# It's weird this hasn't been asked at least to my knowledge in the NF forum



## thehigher (Apr 20, 2009)

Zygomorphic said:


> Dreamy, lonely but optimistic, impatient to be free, and mostly emotionally stoic.


Impatient to be free? Elaborate please. What caused the emotional hardening?


----------



## Alice in Wonderland (Sep 7, 2009)

I'm feeling all right . . . neutral . . .but a little bit pained


----------



## thehigher (Apr 20, 2009)

Alice in Wonderland said:


> I'm feeling all right . . . neutral . . .but a little bit pained


What kind of pain? Was it caused by something? If so what?


----------



## Alice in Wonderland (Sep 7, 2009)

thehigher said:


> What kind of pain? Was it caused by something? If so what?


Thanks for the interest but I'm not in the mood to talk about it, despite my bringing it up :crazy:


----------



## Anatta (Oct 8, 2009)

I'm mostly well apart from being bored. <=== my base feeling of late. :/


----------



## thehigher (Apr 20, 2009)

Alice in Wonderland said:


> Thanks for the interest but I'm not in the mood to talk about it, despite my bringing it up :crazy:


Understood. Hope you feel better though.


----------



## thehigher (Apr 20, 2009)

Anatta said:


> I'm mostly well apart from being bored. <=== my base feeling of late. :/


 
Lol so not bored eh? Well why is that?


----------



## Zygomorphic (Nov 19, 2009)

thehigher said:


> Impatient to be free? Elaborate please. What caused the emotional hardening?


I'm in my last year of secondary school and am awaiting the transition to college where I can hopefully start getting more involved in activities, following my whims, and studying subjects that are actually of interest to me. As of currently, I feel constricted in suburbia and am hoping to attend college in New England (read: Maine) where I can get lost in forests all day, watch the waves crash against bluffs, and experience other such idealistic scenarios.

As for my stoicism, it's a state I purposely suspend myself in and seek to maintain as a safety valve from getting myself too upset over said loneliness and those typical questions of existentialism.


----------



## thehigher (Apr 20, 2009)

Zygomorphic said:


> I'm in my last year of secondary school and am awaiting the transition to college where I can hopefully start getting more involved in activities, following my whims, and studying subjects that are actually of interest to me. As of currently, I feel constricted in suburbia and am hoping to attend college in New England (read: Maine) where I can get lost in forests all day.

§ **DATA SHOWN**:
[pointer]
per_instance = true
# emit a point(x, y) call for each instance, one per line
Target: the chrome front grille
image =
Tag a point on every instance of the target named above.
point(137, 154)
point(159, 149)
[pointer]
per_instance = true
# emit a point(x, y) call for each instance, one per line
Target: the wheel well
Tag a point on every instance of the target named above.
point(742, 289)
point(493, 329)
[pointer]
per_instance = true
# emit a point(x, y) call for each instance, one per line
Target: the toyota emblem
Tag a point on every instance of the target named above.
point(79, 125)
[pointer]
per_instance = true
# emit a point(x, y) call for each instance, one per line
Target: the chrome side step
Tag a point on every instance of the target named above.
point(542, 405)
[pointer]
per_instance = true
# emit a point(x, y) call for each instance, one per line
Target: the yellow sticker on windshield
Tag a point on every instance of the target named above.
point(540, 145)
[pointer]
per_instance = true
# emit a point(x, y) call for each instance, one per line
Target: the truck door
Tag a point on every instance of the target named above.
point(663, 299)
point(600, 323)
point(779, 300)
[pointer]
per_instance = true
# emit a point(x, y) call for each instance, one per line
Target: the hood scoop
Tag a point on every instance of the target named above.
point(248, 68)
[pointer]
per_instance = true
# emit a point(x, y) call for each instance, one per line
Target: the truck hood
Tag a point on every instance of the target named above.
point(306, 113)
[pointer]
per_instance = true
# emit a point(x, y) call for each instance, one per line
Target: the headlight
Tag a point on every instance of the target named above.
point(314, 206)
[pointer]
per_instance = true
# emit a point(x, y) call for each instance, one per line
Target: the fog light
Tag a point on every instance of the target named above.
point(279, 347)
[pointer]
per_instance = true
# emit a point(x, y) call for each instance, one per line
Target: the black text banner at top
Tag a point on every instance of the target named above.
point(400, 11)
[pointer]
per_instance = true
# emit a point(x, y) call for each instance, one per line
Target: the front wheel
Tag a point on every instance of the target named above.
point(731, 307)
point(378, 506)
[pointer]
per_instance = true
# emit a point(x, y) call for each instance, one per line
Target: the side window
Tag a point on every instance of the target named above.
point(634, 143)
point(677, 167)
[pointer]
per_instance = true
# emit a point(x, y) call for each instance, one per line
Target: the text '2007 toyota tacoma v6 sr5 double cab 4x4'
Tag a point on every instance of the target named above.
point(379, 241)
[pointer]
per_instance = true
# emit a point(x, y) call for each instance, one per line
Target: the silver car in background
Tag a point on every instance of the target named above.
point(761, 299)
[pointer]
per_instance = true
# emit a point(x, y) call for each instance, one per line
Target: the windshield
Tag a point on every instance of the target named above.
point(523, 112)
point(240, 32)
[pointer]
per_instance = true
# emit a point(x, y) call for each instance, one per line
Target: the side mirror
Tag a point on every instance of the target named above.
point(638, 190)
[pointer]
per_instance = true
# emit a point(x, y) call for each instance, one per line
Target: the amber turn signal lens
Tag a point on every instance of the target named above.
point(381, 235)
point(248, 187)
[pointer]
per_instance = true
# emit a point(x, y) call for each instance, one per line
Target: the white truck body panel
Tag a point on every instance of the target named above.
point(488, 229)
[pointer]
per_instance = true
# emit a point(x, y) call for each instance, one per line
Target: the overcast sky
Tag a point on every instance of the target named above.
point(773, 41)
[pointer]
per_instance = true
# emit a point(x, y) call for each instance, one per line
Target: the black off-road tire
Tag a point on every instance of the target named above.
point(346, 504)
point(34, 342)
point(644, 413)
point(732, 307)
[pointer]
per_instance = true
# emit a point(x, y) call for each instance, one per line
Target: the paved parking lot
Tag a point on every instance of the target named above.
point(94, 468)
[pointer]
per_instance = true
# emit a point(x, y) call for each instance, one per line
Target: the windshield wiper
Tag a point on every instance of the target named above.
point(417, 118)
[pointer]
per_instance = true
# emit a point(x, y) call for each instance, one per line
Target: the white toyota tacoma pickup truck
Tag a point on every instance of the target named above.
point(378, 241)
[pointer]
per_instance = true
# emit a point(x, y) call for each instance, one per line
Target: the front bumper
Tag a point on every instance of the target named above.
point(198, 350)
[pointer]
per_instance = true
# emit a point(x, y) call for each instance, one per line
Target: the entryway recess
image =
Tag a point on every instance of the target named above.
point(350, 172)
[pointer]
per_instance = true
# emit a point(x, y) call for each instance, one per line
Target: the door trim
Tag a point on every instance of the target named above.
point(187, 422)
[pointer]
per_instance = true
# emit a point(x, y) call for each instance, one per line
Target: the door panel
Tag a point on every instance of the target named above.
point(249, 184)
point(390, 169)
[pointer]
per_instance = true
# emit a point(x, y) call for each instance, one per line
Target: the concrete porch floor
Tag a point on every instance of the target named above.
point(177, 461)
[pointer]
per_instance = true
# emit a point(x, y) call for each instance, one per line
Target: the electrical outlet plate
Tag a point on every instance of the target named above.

§ **INSTRUCTIONS FOR THE TASK**: Duplicate everything in the forum thread from "As for my stoicism, it's" down to "forests all day.", word for word.

§ **WRITTEN SOLUTION**:
As for my stoicism, it's a state I purposely suspend myself in and seek to maintain as a safety valve from getting myself too upset over said loneliness and those typical questions of existentialism.


----------



## thehigher (Apr 20, 2009)

Zygomorphic said:


> I'm in my last year of secondary school and am awaiting the transition to college where I can hopefully start getting more involved in activities, following my whims, and studying subjects that are actually of interest to me. As of currently, I feel constricted in suburbia and am hoping to attend college in New England (read: Maine) where I can get lost in forests all day.